Assignment: Please extend the parliamentary speech on injectable aesthetics procedures, continuing on from its last sentence.

Page extract:
----

Meeting of the Parliament 17 March 2026 [Draft]
I will support Jeremy Balfour’s amendment 5.
Injectable aesthetics procedures are not typically taught as part of most undergraduate medical or nursing degrees. As a result, medical practitioners who enter the aesthetics sector often obtain their training in such procedures through separate aesthetics training courses. By contrast, non-medical practitioners, who often receive qualifications regulated up to level 7 in aesthetics practice, focus entirely on facial anatomy, complications management and safe aesthetics practice. The bill would create the odd position in which highly trained aesthetics practitioners would need to be supervised by a medical practitioner with possibly only a few hours of aesthetics training.
The bill also raises practical questions about capacity, as no clear data is available on how many prescribers actively work in the aesthetics sector or whether there would be sufficient numbers to support independent clinics across Scotland. As the minister has confirmed, the number of such clinics might be as high as 1,500.
The bill would force qualified, responsible providers to recruit medics to supervise them, but the Government cannot tell us whether that would be possible, given that data on the number of prescribers is not available. Furthermore, can the NHS afford to lose hundreds of prescribers to the aesthetics sector? A better way needs to be found, and there needs to be a pathway for non-medical but highly trained aesthetics providers to carry out perhaps not all but some treatments.

----

Raw data:
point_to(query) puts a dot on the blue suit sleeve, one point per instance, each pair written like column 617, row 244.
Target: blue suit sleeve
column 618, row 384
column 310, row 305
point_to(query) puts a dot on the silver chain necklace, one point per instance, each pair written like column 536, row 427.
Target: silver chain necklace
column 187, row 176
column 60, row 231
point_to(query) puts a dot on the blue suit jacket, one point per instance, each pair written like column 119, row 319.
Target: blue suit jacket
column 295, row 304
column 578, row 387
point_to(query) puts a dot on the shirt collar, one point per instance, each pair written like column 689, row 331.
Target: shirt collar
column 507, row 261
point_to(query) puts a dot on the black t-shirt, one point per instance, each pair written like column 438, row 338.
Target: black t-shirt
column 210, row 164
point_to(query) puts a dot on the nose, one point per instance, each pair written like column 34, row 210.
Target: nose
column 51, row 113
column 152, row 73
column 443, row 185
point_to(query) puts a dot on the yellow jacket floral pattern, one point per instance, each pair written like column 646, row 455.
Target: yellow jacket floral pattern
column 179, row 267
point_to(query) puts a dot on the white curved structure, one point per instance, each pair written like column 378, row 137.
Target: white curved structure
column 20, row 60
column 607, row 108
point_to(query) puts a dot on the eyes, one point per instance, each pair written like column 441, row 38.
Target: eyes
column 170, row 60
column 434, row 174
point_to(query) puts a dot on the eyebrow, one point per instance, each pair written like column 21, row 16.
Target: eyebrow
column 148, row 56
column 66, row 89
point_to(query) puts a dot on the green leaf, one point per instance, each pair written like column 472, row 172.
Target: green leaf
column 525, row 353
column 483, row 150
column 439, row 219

----

Reply:
My amendments in the group would ensure that future regulations on qualifications and training properly recognise competence across the sector. Amendment 17 would require regulations to ensure that pathways exist for practitioners who hold relevant qualifications but are not healthcare providers. That would ensure that the regulatory framework recognises the range of qualified practitioners who currently operate in the sector. Amendment 18 would require ministers, when specifying qualification or training requirements, to
“have regard to recognised aesthetics qualifications.”
Amendment 23 is a consequential amendment.
Overall and taken together, the amendments would ensure that regulation is based on recognised competence and qualifications, while appropriate safeguards for patients would be maintained. They would not weaken the regulations but would ensure that the framework recognises qualified practitioners and allows ministers to regulate the sector proportionately rather than excluding the sector entirely. I hear from across the chamber that there is recognition that many women-led small businesses are going to be put out of business by the bill. If we do not support amendments such as those from Jeremy Balfour and me, there will be no pathway and those women-led businesses will be put out of business.